- YOUR INSTRUCTIONS
Reproduce every entry exactly.

- SOURCE MATERIAL

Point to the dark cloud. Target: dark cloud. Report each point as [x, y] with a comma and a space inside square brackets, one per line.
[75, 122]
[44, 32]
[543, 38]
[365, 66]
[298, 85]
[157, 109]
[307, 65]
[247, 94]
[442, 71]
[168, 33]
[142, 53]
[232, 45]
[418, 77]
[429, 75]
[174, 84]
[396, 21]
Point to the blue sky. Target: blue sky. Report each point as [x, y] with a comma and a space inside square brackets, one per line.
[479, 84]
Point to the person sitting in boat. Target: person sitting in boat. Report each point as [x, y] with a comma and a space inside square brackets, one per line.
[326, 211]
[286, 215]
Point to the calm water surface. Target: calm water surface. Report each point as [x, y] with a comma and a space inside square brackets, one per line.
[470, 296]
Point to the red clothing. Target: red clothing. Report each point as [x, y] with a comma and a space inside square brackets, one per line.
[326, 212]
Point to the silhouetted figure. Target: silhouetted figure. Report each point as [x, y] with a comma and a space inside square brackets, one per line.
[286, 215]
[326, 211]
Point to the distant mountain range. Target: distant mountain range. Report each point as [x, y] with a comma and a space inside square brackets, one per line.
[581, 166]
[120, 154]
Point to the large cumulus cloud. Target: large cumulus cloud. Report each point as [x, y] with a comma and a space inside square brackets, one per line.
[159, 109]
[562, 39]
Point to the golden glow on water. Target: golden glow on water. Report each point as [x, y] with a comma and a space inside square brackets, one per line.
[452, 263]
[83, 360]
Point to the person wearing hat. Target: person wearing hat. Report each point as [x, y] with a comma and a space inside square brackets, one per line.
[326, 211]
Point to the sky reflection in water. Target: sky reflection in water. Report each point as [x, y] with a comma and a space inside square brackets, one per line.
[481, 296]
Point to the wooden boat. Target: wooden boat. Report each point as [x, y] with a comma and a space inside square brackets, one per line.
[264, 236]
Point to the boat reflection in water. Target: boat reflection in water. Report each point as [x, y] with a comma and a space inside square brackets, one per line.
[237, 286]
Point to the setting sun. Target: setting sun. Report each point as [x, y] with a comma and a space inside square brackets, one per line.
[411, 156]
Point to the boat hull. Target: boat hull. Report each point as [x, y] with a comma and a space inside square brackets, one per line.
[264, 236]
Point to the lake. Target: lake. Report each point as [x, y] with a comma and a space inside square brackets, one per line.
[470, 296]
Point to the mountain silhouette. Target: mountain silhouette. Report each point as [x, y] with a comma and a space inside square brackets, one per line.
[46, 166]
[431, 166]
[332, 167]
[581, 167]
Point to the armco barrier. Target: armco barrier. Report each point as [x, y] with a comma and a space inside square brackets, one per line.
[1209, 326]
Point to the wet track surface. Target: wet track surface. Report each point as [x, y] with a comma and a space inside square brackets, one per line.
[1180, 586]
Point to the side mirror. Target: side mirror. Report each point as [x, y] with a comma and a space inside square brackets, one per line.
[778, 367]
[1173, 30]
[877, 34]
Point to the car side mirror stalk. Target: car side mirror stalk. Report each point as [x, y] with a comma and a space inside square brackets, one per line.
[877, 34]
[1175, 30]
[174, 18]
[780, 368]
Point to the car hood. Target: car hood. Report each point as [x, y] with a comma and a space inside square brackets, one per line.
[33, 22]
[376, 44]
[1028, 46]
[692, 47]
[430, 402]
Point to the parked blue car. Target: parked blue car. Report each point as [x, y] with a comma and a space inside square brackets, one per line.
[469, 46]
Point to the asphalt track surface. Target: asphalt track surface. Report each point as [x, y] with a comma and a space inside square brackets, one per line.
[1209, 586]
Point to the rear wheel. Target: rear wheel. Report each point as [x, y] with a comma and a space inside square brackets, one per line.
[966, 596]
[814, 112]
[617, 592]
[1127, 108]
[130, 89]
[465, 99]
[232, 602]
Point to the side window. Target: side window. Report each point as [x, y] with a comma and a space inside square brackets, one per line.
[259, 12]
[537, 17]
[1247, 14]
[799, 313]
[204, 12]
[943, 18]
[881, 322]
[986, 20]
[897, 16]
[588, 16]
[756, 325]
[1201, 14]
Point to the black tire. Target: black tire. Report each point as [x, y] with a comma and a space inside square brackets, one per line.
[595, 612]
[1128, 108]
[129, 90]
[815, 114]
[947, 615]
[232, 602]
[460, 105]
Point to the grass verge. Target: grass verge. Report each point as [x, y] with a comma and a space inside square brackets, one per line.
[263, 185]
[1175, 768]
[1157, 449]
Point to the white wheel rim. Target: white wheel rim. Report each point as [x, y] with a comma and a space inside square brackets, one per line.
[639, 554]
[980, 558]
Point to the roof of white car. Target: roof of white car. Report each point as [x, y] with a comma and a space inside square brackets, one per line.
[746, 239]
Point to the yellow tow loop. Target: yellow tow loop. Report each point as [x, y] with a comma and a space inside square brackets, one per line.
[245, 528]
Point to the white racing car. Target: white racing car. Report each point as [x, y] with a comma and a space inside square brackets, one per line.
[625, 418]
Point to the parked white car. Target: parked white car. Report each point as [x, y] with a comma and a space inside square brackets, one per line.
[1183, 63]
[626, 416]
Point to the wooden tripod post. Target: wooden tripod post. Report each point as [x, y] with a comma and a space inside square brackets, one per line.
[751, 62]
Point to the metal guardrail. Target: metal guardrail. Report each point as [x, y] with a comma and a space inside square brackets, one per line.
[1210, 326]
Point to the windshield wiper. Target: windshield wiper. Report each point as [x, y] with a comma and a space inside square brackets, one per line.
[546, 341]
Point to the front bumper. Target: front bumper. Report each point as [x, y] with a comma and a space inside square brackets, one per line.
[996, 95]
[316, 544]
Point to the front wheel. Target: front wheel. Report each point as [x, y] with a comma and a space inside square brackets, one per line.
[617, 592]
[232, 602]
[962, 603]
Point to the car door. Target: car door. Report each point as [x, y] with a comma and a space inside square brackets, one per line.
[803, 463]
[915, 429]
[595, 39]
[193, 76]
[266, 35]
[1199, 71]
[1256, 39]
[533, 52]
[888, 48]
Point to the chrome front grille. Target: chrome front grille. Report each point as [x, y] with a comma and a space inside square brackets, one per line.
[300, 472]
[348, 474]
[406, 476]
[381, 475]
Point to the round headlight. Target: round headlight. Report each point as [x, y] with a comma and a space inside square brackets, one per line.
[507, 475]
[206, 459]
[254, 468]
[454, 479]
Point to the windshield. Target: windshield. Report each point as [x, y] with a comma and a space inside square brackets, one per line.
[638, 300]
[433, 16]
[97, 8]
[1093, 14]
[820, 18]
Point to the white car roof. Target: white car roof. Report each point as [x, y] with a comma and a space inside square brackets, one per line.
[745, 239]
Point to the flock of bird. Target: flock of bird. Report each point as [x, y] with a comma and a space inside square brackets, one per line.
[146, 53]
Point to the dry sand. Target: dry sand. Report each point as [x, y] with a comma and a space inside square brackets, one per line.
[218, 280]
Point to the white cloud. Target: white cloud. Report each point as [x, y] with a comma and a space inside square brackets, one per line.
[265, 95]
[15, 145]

- EXERCISE RESPONSE
Point to the dark cloud. Target: dark cloud. Report each point as [x, y] with a comma and a space inside square brackets, one per line.
[75, 122]
[44, 32]
[543, 38]
[365, 66]
[298, 85]
[157, 109]
[307, 65]
[247, 94]
[442, 71]
[168, 33]
[142, 53]
[232, 45]
[418, 77]
[429, 75]
[174, 84]
[396, 21]
Point to the blue sky. Target: blue sky. Report each point as [x, y] with a comma and a space inside square brackets, one per line.
[479, 84]
Point to the person sitting in boat. Target: person sitting in boat. Report each point as [x, y] with a comma and a space inside square brackets, one per line.
[326, 211]
[286, 215]
Point to the calm water surface. Target: calm water surface. Report each point as [x, y] with a comma and a space inside square brackets, one per line.
[470, 296]
Point to the red clothing. Target: red clothing. Report each point as [x, y] with a comma and a space inside square brackets, one per line.
[326, 212]
Point to the silhouetted figure. Target: silhouetted figure. Report each point as [x, y] with a comma and a space inside square brackets, one per line.
[286, 215]
[326, 211]
Point to the distant mountain range. Target: distant mountain range. Report each point as [x, y] with a comma and a space inside square brackets, one per line.
[581, 166]
[120, 154]
Point to the large cumulus cloud. Target: large cumulus cloud. Report each point as [x, y] with a comma and a space inside square brackets, one per line.
[159, 109]
[562, 39]
Point to the golden glow on water. Target: golden glow on water. Report each point as [x, y] with a comma and a space inside square brackets, one per line.
[452, 263]
[83, 360]
Point to the person wearing hat. Target: person wearing hat. Report each point as [x, y] with a comma and a space inside square brackets, one per line.
[326, 211]
Point to the sky reflection in water. Target: sky reflection in water. Report each point as [x, y] with a comma and a space inside square brackets, one per line.
[481, 296]
Point to the wooden boat. Target: wooden boat. Report each point as [x, y] with a comma and a space inside square brackets, one per line.
[264, 236]
Point to the boat reflection in water. Target: boat reflection in water. Report each point as [x, y] with a comma and a space inside square brackets, one per line.
[237, 286]
Point to the setting sun. Target: setting sun. Report each point as [x, y] with a comma and a space inside square brackets, one per line.
[411, 156]
Point to the boat hull. Target: boat hull. Report each point as [x, y] with a comma and a space inside square brackets, one per line.
[264, 236]
Point to the lake. Target: lake. Report each point as [x, y] with a comma and a space inside square brackets, one per line.
[470, 296]
Point to the mountain silhouette. Target: mountain silhouette. Report each point as [x, y] with a comma and a space inside square brackets, one per line.
[46, 166]
[431, 166]
[332, 167]
[581, 167]
Point to the armco barrier. Target: armco barrier. Report each point as [x, y] with a comma and a space inside square brackets, one per line.
[1209, 326]
Point to the wet track surface. Target: wet track surface. Report each point as [x, y] with a comma and a space inside square brackets, one per line.
[1180, 586]
Point to the side mirror. Target: side mirror. Report each point as [x, y] with a comma and a space inside square brackets, one per line.
[778, 367]
[1173, 30]
[877, 34]
Point to the car side mirror stalk. Target: car side mirror stalk. Report each point as [x, y] with a comma and a space inside square brackets, one per line.
[877, 34]
[1175, 30]
[174, 18]
[780, 368]
Point to the car hood. Target: car hood. Report each point as [x, y] with a comma and a space inside square brackets, one per line.
[33, 22]
[376, 44]
[1028, 46]
[692, 47]
[430, 402]
Point to the parked blue car. Target: parked blue car. Report each point as [x, y] with a comma and a space inside square brackets, one per line.
[469, 46]
Point to the asphalt track surface. Target: asphalt track surface. Report each point as [x, y] with a comma and a space inside square brackets, one per line.
[1209, 586]
Point to the rear wheel. Target: rear wheel. Report each point as [x, y] with a comma and a space inside square brackets, one per line.
[966, 596]
[814, 112]
[617, 592]
[1127, 108]
[130, 89]
[465, 99]
[232, 602]
Point to the side window. Target: side window. Report each point as [x, y] with a comma and a space inside square brackets, one per line.
[259, 12]
[537, 17]
[1247, 14]
[799, 313]
[204, 12]
[943, 18]
[881, 322]
[986, 20]
[897, 16]
[588, 16]
[756, 325]
[1201, 14]
Point to the black tire. Target: black tire. Report each point as [x, y] with a comma and a space inside square brackets, one per line.
[595, 612]
[1128, 108]
[129, 90]
[815, 114]
[947, 615]
[232, 602]
[460, 105]
Point to the grass verge. Target: grass verge. Report each point as [x, y] with a comma and a space inside square brackets, one per line.
[263, 185]
[1175, 768]
[1157, 449]
Point to the white wheel rim. Target: white wheel rim. Report each point as [x, y] with a comma and a space inside square brackets, one per line.
[639, 554]
[980, 558]
Point to the roof of white car. Target: roof of white car. Report each point as [x, y] with a comma and a space inside square brackets, one per line.
[746, 239]
Point to the yellow tow loop. Target: yellow tow loop. Report each point as [x, y] with a comma and a space inside square brackets, one per line.
[245, 528]
Point to the white racing car. Target: white racing car. Report each point as [x, y] with a comma and a space inside square brackets, one per line.
[625, 418]
Point to the parked white car. Target: parked white car. Report each point as [x, y] with a comma and a space inside square brackets, one per line.
[1183, 63]
[626, 416]
Point to the wooden tripod post. Target: wooden tripod post. Report each point as [x, y] with a comma and a space inside square brackets, one per line.
[751, 62]
Point to the metal guardrail. Target: metal guardrail. Report each point as [x, y] with a comma and a space inside square brackets, one per line.
[1210, 326]
Point to the windshield wiper. Target: windshield wiper. Report each point as [x, y] with a comma and a space inside square brackets, one per line.
[546, 341]
Point to the front bumper. Target: front bumper. Report each point as [x, y] with a comma and a space inside square brackets, one per line.
[996, 95]
[316, 544]
Point to the front wheel. Target: front wheel. Report each point as [x, y] with a comma and a space inside square brackets, one per line.
[617, 592]
[232, 602]
[962, 603]
Point to the car door. Target: car door. Report each point as [x, y] with a comma and a space inside square brackets, one per line.
[803, 463]
[915, 429]
[595, 39]
[193, 76]
[266, 35]
[1199, 71]
[1256, 39]
[533, 52]
[888, 48]
Point to the chrome front grille. Target: chrome front grille. Report each point as [x, y] with a comma and a space inside square brackets, one per line.
[300, 472]
[348, 474]
[406, 476]
[381, 475]
Point to the round headlight. Target: round headlight. Report each point as [x, y] with a comma and a space inside square brackets, one per line.
[507, 475]
[206, 459]
[254, 468]
[454, 479]
Point to the windshield. Target: windshield. Report each point as [x, y] with a comma and a space inside square brackets, one per line.
[638, 300]
[433, 16]
[97, 8]
[1093, 14]
[820, 18]
Point to the white car roof. Target: white car roof. Report each point as [x, y] with a comma and a space inside square brackets, one per line.
[745, 239]
Point to the flock of bird. Target: flock of bird. Report each point as [x, y] with a comma and a space inside square brackets, one per line.
[146, 53]
Point to the dry sand. Target: dry sand. Report each point as [x, y] with a comma and a space inside square brackets, one per line.
[218, 280]
Point to the white cloud. Target: white cloud. Report each point as [x, y] with a comma and a space inside square brackets, one per line.
[265, 95]
[15, 145]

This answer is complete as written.